> **Challenge**: Carry the forum thread on showing an FTP-hosted image in an HTML img tag further, starting after its final sentence.

Display image from FTP server in HTML IMG tag

I have full access to the image file on the server from the client in FileZilla. Trying to access this image from HTML IMG generated from PHP on the client. Trying to play by the book and failed. Any ideas are welcome.

eg. img src=‘ftp://server name/directory path/file name’

Well, you can not load it directly thru FTP that way. It is because you are not logged into the FTP account. You can use the PHP FTP functions, but, they are tricky. Is there a reason you can not just use HTTP version? Is your image file protected?

eg: < img src=“http://server-name/directory-path/image-file-name.jpg” > ???

I tried HTTP:// with the same result.
Also tried variety
ftp://username:password@server-name/directory-path/image-file-name.jpg
ftp://username@server-name/directory-path/image-file-name.jpg
ftp://server-name/directory-path/image-file-name.jpg
http://username:password@server-name/directory-path/image-file-name.jpg
http://username@server-name/directory-path/image-file-name.jpg
http://server-name/directory-path/image-file-name.jpg

It is obvious that something simple is missing.

This one should work. Unless it is a secured server. In that case HTTPS:// …
Now, the other issue that might cause this problem is the folder’s permission settings. If you use your FTP, Filezilla or anything else, you can view the the permissions set on the folder that the image is in.

Dataset excerpt:
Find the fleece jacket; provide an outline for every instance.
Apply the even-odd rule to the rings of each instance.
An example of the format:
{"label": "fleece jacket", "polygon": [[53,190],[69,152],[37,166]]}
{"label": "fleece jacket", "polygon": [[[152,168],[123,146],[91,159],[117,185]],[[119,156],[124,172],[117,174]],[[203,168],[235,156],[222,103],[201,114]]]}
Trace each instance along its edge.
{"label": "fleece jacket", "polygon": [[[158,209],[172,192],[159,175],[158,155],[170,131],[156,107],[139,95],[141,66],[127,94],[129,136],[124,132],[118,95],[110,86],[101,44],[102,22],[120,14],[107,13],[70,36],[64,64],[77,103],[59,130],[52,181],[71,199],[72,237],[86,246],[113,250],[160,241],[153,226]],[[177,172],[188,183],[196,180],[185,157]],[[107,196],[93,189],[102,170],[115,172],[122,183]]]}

==

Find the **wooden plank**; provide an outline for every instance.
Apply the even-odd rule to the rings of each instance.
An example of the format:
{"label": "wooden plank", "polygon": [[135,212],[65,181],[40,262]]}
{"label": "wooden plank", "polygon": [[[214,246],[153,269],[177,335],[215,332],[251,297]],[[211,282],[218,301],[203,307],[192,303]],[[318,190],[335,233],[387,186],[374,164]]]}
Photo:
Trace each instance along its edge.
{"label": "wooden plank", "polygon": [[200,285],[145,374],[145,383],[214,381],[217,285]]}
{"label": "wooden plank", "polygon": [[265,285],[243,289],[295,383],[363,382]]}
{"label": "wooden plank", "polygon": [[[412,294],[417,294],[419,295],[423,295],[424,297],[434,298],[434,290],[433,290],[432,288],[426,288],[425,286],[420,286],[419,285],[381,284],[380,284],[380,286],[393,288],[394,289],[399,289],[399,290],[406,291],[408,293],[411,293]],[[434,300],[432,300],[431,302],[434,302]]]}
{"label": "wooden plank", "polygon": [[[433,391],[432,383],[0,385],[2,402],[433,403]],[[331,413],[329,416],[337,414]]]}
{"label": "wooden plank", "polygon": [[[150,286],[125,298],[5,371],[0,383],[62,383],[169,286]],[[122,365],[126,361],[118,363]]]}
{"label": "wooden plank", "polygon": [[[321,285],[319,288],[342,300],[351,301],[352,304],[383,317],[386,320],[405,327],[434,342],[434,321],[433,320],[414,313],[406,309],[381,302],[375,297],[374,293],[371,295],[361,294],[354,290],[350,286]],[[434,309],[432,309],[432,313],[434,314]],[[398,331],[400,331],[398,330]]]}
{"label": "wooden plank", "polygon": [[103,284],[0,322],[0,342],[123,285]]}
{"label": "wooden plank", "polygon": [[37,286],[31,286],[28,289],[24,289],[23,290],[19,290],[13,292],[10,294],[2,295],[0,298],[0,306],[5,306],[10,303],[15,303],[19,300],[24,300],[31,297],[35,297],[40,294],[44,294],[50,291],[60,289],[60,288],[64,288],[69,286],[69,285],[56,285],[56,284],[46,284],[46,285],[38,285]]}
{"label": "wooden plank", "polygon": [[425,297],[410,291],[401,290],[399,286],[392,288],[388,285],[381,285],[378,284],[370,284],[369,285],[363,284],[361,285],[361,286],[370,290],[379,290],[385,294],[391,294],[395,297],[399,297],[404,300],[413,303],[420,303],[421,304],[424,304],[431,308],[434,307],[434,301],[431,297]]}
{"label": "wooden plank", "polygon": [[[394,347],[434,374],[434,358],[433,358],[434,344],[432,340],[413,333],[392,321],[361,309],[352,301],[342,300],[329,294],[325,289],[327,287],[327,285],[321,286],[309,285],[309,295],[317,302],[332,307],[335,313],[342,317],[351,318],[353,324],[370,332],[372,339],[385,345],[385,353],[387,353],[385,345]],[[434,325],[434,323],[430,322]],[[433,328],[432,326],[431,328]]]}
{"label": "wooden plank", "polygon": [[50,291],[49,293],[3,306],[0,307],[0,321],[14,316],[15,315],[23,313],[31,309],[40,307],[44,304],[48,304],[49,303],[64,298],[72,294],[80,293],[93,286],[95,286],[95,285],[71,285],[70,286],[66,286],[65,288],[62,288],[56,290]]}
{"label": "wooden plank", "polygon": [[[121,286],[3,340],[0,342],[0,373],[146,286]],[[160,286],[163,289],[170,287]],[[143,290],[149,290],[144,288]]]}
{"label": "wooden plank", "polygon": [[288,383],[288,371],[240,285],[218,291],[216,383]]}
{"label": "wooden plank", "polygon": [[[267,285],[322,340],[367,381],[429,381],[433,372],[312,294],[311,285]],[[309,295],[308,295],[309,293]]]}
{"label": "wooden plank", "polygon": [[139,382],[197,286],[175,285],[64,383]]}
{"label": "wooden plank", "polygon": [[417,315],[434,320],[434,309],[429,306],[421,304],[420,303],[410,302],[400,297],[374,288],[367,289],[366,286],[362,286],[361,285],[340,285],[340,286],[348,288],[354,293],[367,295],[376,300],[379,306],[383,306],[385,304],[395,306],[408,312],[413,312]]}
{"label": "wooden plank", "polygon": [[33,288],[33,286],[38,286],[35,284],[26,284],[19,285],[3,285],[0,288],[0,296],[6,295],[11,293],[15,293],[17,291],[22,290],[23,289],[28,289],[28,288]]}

> **Written answer**:
Let us know that. I will explain why FTP will not work…

Your browser handles the BROWSER-SIDE code displaying data and images. The server handles SERVER-SIDE programs. You NEVER see the server side items in the browser. Therefore PHP is never in the code when you view-source of a page. This is for security so that hackers can not see your code and hack your site. Now, that is why you can not use FTP the way you have in your HTML. It just is not possible.

Two workarounds are available. Simply change the permissions for the image folder to allow reading of the files OR simply use PHP to insert the image. The first way is the easiest. But, of course it allows hackers to see your images if they know the name of the files. The second way is trickier. You need to create an image object, load it with the base64 version of the image and then send the image object to the browser using headers. Not too many lines to do that, but, more work.

So, the next question is, are you worried about users or hackers seeing the images? If you need them to be 100% secure, do it the second way. If it is okay for them to be seen, the first way is simpler!

1 Like

Oh, by the way, you can do it this way for version #2. ( On the server of course… )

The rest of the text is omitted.